→ **Set exercise**: Count the lines in the data below that contain the string "square", matching case exactly. Reply with the number alone.

→ **Extracted information**:
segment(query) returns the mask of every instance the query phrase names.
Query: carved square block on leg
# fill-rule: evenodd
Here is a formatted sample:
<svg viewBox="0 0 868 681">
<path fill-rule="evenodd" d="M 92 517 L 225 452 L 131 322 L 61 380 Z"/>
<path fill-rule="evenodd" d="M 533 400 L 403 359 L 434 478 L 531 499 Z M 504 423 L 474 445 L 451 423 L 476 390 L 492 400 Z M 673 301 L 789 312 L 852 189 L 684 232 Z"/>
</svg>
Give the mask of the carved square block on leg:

==

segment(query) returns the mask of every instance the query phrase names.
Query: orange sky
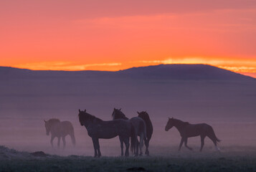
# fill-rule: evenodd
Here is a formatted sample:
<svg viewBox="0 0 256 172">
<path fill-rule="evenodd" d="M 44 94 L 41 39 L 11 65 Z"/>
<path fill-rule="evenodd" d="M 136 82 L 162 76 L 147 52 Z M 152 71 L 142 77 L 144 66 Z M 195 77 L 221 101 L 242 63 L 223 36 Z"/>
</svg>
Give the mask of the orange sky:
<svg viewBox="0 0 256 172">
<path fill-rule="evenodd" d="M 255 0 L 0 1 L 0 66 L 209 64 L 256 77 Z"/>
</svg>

→ **Final result**: 2